> _DO THIS_: Reproduce each of the lines below word for word, keeping them in the same order.

> _DATA TO PROCESS_:
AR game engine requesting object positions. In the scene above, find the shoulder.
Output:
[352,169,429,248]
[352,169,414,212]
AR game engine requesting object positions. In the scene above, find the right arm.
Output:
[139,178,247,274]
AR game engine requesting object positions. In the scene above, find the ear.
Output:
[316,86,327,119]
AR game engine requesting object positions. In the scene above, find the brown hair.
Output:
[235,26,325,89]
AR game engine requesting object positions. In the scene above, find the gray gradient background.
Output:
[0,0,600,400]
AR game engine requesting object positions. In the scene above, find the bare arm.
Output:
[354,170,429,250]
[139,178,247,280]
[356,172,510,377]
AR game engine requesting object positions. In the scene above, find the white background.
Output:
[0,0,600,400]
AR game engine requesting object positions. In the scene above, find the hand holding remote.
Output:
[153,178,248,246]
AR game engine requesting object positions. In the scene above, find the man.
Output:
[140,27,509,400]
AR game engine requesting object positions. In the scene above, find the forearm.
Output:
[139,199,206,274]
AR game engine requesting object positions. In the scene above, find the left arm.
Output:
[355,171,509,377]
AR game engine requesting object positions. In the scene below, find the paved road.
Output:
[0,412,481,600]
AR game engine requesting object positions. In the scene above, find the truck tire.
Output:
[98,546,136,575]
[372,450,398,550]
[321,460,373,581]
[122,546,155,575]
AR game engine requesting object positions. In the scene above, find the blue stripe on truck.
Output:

> _ANSWER IN FULL_:
AR game engine requesting object positions. In the scene above, find the shoulder.
Output:
[352,169,429,248]
[352,169,414,212]
AR game engine requesting object positions. In the scene above, find the right arm.
Output:
[139,178,247,274]
AR game engine requesting object positions. In the scene above, find the ear.
Output:
[316,86,327,119]
AR game engine requesting object positions. In the scene above, find the brown hair.
Output:
[235,26,325,89]
AR game engine requesting object positions. In the scene above, find the gray gradient background.
Output:
[0,0,600,400]
AR game engine requesting object positions. In the scene above, find the bare arm.
Output:
[354,170,429,250]
[139,178,247,280]
[356,172,510,377]
AR game engine requesting object positions. In the scene above, find the white background.
Output:
[0,0,600,400]
AR game engine requesting object positions. In the scene above, find the hand holding remote.
Output:
[153,178,248,246]
AR game engine requesting object positions. In the scene above, find the man.
Output:
[140,27,509,400]
AR game engine requesting object positions. In the scene above, find the forearm.
Output:
[139,199,206,274]
AR game engine requesting object positions. In the scene above, find the left arm.
Output:
[355,171,509,377]
AR game engine requesting object positions. In the scene below, find the paved road.
Output:
[0,412,481,600]
AR game engine requesting object positions. In the scene above, find the truck tire.
Output:
[98,546,136,575]
[372,450,398,550]
[321,460,373,581]
[122,546,155,575]
AR game engine requesting object positions. In the scene above, find the blue stripe on truck.
Output:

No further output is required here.